WHAT THE TASK ASKS. Count the lines in the entries below that contain the string "rocky". Give only the number.
====== WORKING DATA ======
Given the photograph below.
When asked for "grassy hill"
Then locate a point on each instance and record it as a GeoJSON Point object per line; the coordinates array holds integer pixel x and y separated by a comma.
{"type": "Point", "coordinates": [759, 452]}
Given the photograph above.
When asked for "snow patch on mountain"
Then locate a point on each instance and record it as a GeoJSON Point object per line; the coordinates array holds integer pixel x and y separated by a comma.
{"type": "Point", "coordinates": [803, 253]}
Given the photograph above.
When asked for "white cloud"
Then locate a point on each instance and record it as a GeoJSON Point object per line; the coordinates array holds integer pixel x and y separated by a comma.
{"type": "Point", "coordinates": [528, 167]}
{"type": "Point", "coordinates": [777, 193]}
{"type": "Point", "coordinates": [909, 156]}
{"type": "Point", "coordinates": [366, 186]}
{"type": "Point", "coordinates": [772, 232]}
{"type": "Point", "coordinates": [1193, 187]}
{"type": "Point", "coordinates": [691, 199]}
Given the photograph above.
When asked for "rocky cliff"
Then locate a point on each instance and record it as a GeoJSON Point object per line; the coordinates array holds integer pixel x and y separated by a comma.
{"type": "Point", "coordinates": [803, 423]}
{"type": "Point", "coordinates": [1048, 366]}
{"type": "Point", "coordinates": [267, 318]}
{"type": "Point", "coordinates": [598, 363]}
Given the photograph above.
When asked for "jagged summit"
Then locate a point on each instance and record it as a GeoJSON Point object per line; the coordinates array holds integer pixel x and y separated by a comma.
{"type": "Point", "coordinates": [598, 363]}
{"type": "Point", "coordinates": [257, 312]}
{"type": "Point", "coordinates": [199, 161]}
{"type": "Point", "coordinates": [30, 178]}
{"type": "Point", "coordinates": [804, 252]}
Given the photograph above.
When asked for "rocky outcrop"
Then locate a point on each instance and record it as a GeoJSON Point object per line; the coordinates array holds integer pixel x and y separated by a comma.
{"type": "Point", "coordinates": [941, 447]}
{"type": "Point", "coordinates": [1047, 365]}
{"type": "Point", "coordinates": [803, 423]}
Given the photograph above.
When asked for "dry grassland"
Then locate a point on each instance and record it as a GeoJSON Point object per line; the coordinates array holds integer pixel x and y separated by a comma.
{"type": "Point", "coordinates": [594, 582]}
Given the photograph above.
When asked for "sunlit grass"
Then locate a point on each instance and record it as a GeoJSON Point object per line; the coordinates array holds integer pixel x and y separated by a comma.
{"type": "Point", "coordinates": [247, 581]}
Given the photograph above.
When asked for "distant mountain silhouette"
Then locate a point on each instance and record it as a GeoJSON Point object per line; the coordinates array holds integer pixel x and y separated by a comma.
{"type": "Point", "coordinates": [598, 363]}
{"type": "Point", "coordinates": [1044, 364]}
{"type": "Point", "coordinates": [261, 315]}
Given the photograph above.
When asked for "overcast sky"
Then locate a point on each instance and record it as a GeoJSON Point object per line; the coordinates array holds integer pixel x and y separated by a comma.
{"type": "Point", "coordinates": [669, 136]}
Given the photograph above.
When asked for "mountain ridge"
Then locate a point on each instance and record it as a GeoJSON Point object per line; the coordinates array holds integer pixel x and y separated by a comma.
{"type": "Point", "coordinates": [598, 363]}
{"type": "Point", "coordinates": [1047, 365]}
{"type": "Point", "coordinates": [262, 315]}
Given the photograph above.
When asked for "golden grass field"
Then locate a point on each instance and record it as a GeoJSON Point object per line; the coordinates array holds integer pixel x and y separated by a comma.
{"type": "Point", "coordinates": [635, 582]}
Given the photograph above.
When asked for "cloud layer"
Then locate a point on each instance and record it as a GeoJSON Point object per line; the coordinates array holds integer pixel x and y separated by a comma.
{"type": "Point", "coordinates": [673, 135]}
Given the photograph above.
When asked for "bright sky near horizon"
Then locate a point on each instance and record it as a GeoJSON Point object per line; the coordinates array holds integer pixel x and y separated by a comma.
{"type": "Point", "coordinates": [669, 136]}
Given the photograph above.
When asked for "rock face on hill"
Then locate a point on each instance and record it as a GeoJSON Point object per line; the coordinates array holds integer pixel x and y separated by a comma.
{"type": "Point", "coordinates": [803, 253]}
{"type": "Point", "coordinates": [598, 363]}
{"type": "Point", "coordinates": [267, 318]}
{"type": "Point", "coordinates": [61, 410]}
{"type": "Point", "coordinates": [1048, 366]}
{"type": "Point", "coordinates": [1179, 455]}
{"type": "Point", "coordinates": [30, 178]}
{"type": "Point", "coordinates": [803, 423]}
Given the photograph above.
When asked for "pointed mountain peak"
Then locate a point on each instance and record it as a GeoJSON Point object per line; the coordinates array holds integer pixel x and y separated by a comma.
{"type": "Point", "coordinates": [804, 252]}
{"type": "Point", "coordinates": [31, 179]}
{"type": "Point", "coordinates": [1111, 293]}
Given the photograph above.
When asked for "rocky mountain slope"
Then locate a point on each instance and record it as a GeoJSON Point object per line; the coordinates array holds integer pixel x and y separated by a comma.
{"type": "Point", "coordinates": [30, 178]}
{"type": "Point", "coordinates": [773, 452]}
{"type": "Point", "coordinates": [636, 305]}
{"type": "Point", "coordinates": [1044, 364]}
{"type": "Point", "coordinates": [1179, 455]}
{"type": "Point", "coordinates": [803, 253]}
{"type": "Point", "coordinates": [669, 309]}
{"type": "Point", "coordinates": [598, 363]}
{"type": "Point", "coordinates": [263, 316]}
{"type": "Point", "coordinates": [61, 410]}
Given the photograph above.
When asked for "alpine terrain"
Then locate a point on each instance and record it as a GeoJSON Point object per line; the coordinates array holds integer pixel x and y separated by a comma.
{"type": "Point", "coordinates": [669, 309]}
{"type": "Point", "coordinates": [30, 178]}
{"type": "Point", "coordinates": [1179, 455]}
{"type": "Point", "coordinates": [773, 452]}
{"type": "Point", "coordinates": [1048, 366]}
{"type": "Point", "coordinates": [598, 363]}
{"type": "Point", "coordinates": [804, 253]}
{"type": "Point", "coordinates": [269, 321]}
======
RESPONSE TO THIS TASK. 3